TEXTE SOURCE »
A quelques mois du centenaire de la Grande Guerre, le palmarès, dévoilé le 4 novembre, était sans (grande) surprise.  Pierre Lemaitre, écrivain du roman noir, a remporté le prix Goncourt 2013 avec « Au revoir là-haut« , longue fresque qui commence quelques jours avant la fin de la Première Guerre mondiale. Le roman, déjà un succès de librairie, s’est imposé au terme de douze tours de table des jurés.

COUV LEMAITRE

Un (long)  livre consensuel, bien mené… mais qui peine à démarrer, me semble-t-il. Moi, je l’avais  choisi parce qu’il traite d’un thème que j’aime particulièrement, à savoir la Grande guerre.

L’auteur, Pierre Lemaitre, est enseignant de littérature. La cinquantaine passée, son premier polar est édité. D’autres suivront, souvent primés.

 

 

L’histoire de « Au revoir là-haut » ? C’est celle du retour difficile à la vie civile de deux soldats. Celle de l’illusion de l’armistice. Celle surtout d’une rencontre improbable entre Edouard Péricourt, fils d’un grand-bourgeois de l’industrie et Albert Maillard, comptable. Edouard est fantasque, sacré dessinateur et homosexuel. Albert est gauche, timide, écrasé par sa mère et amoureux transi de Cécile.

Leur point commun ? Le lieutenant Henri d’Aulnay-Pradelle qui les compte tous les deux dans son régiment. A quelques jours de la signature de l’armistice, le destin des deux jeunes hommes bascule à cause du lieutenant.

Au fil des 560 pages, le lecteur plonge dans l’histoire d’une gueule cassée (Edouard qui a choisi de ne pas retourner à sa vie d’avant) et de celui qui va devenir son ami. Les suit dans le montage d’une arnaque scandaleuse, risquée… mais géniale tandis que d’Aulnay-Pradelle, qui a épousé Madeleine Péricourt, la soeur d‘Edouard, imagine aussi une combine des plus malhonnêtes à propos des exhumations militaires  dans les cimetières communs qu’imagine l’Etat.

Mais le pays ne plaisante pas avec ses morts…

Le tout sur fond de disparition volontaire, de conflit familial, de soif de revanche et de reconnaissance, d’opportunisme primaire dans une France qui tente de se reconstruire et de vivre avec ceux qui sont revenus des tranchées.

Extraits

Page 37 : « Le lieutenant d’Aulnay-Pradelle, homme décidé, sauvage et primitif, courait sur le champ de bataille en direction des lignes ennemies avec une détermination de taureau. C’était impressionnant, cette manière de n’avoir peur de rien. En réalité, il n’y avait pas beaucoup de courage là-dedans, moins qu’on pourrait croire. Ce n’était pas qu’il fût spécialement héroïque, mais il avait acquis très vite la conviction qu’il ne mourrait pas ici. Il en était certain, cette guerre n’était pas destinée à le tuer, mais à lui offrir des opportunités.

DOCUMENTS FOURNIS »
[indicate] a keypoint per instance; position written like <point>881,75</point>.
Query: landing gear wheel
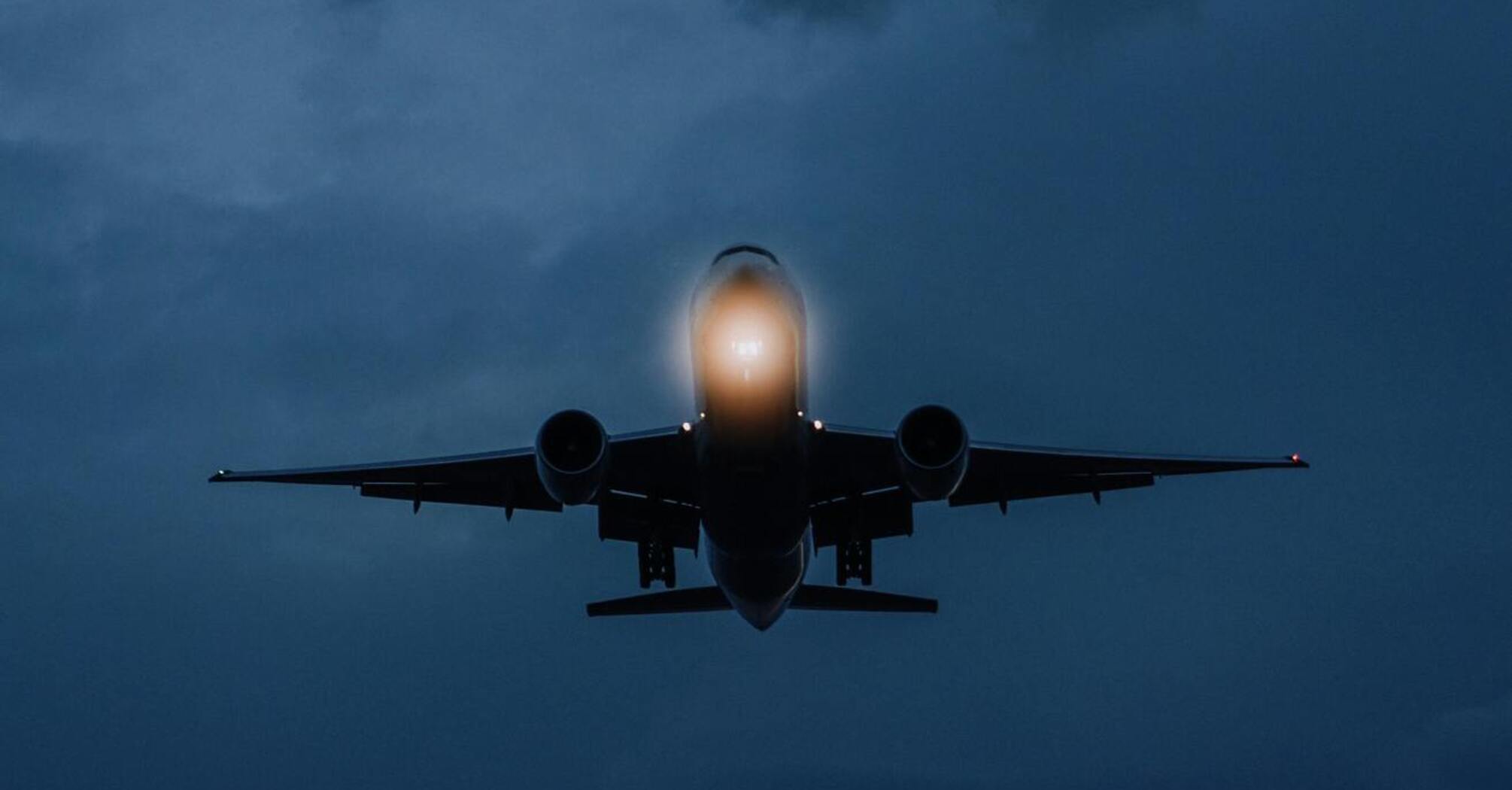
<point>657,564</point>
<point>853,561</point>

CONSIGNE »
D'après l'extrait de la page 37 cité dans le texte sur « Au revoir là-haut », pourquoi le lieutenant d'Aulnay-Pradelle fonce-t-il vers les lignes ennemies sans aucune peur ? Répondez en une à trois phrases. Vous n'aurez pas besoin de la liste fournie.

CORRIGÉ »
Ce n'est pas vraiment du courage : il s'est très vite convaincu qu'il ne mourrait pas sur ce champ de bataille. Il est certain que cette guerre n'est pas là pour le tuer, mais pour lui offrir des opportunités.